**WHAT TO WORK ON:**
Extend the article on the Plantet grape variety below, picking up right after its final sentence.

[SELECTED EXCERPT — start]

= Plantet =

Variety of grape

Plantet is a red wine grape variety that was one of the hybrid grape created by French physician and grape breeder Albert Seibel. While the exact parentage of the grape is unknown, the most popular theories has it as a cross of two Seibel grapes, Seibel 867 x Seibel 2524 with another theory speculating that Plantet's parentage was Seibel 4461 crossed with Berlandieri-Jacquez.

Plantet is grown primarily in the Loire Valley around Anjou and is known for its prolific yields. The variety is generally reliable and disease resistant, producing well even after suffering through a spring frost, however the berries tend to be difficult to crush which, along with the uprooting of hybrid varieties throughout France, has contributed to the variety's decline in the latter half of the 20th century.

==History==
Developed by grape breeder Albert Seibel in the late 19th century, Plantet's exact parentage in unknown though it very likely has at least one Seibel grape as a parent. For most of the 20th century, the variety was the most widely planted hybrid in the Loire Valley. Throughout France, the variety hit its peak in 1968 with more than 64,000 acres (26,000 hectares), almost exclusive to the Loire Valley and other scattered northern French wine regions.

[SELECTED EXCERPT — finish]
[ENTRIES PROVIDED — start]

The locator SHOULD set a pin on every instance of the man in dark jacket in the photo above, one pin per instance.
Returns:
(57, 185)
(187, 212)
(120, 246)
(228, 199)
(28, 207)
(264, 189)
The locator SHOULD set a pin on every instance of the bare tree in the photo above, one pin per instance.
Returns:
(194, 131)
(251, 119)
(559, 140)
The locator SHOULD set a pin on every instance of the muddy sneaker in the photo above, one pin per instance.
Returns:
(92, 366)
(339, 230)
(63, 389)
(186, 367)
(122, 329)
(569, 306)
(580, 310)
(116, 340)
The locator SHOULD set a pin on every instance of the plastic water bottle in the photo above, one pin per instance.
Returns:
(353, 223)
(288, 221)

[ENTRIES PROVIDED — finish]

**REPLY:**
However, the later half of the 20th century saw Plantet caught up in the same disfavor that befell all hybrid grapes in France (most notably Villard noir, Baco noir and others). Aggressive vine pull schemes that included lucrative payments to growers for uprooting their vineyards and prohibition of using hybrid grapes in Appellation d'Origine Contrôlée (AOC) wines contributed to a sharp decline for the grape variety. By the end of the 1980s there was less than 1,000 hectares of the grape throughout France.

==Viticulture==
Plantet was likely bred by Seibel to be a winter-hardy variety and to some extent it is. Growers in the Loire and many northern French wine regions found that the grape still produced high yields despite severe winters and late spring frost when many other varieties, particularly those of Vitis vinifera would be severely damaged. But there is limit to this benefit with the cold making the berries more difficult to crush and the variety not performing well in regions such as New York State after their harsh winters.

==Synonyms==
According to the Vitis International Variety Catalogue, the only known synonym for Plantet is original catalog name, Seibel 5455.